Please quote, word for word, the lines of the listing below, starting at the line containing "Where can the yellow pilaster" and ending at the line containing "<point>868,665</point>", with both of those lines included.

◇ ◇ ◇

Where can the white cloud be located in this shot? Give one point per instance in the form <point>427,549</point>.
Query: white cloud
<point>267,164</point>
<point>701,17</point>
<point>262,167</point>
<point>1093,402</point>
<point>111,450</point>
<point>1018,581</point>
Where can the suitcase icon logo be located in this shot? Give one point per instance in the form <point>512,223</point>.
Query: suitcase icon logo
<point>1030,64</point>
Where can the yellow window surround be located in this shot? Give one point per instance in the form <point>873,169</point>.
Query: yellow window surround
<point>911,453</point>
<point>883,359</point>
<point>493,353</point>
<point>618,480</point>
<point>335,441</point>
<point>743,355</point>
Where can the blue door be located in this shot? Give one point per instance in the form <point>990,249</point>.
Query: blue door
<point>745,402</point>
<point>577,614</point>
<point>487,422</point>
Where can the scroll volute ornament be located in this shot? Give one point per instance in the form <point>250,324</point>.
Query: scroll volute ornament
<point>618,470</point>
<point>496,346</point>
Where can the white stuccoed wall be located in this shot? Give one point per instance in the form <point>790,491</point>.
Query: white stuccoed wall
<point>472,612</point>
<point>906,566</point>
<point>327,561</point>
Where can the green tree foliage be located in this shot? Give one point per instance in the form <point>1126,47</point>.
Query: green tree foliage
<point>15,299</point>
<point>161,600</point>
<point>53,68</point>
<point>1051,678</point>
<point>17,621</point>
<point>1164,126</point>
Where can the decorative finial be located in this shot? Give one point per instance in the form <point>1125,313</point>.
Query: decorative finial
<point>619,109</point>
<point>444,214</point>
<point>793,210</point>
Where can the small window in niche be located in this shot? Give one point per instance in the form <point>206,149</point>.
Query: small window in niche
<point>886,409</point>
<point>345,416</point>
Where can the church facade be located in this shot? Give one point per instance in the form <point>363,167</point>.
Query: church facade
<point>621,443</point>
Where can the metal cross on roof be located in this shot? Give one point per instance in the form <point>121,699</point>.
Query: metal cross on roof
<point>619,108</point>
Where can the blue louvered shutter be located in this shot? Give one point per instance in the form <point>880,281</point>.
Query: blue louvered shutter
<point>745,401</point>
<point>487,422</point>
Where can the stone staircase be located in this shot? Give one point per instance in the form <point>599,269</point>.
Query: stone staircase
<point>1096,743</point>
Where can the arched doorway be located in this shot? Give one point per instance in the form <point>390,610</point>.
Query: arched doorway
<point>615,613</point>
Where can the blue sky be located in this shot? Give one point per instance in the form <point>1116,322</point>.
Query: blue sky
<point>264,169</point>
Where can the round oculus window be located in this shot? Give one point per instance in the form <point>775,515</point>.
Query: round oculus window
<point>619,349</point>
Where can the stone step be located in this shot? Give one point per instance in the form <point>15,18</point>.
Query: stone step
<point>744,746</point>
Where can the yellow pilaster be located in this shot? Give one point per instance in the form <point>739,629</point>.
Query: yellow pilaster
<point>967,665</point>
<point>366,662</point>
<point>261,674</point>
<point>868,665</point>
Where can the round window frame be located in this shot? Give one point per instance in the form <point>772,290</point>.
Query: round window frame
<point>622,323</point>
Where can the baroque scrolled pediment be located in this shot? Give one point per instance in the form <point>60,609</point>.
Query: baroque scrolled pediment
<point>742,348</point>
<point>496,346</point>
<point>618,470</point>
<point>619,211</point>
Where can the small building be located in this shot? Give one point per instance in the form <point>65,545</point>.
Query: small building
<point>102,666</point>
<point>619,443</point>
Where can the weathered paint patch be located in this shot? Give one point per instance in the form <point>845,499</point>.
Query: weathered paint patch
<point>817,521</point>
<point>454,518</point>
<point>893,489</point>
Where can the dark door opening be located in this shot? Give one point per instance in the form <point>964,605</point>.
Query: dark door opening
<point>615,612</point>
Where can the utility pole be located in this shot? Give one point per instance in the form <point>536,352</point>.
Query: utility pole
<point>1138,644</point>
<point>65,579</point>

◇ ◇ ◇

| Reply |
Where can the yellow pilaster be located in this shot? Give one point per instance in the form <point>739,629</point>.
Query: yellow pilaster
<point>967,665</point>
<point>366,662</point>
<point>261,674</point>
<point>868,665</point>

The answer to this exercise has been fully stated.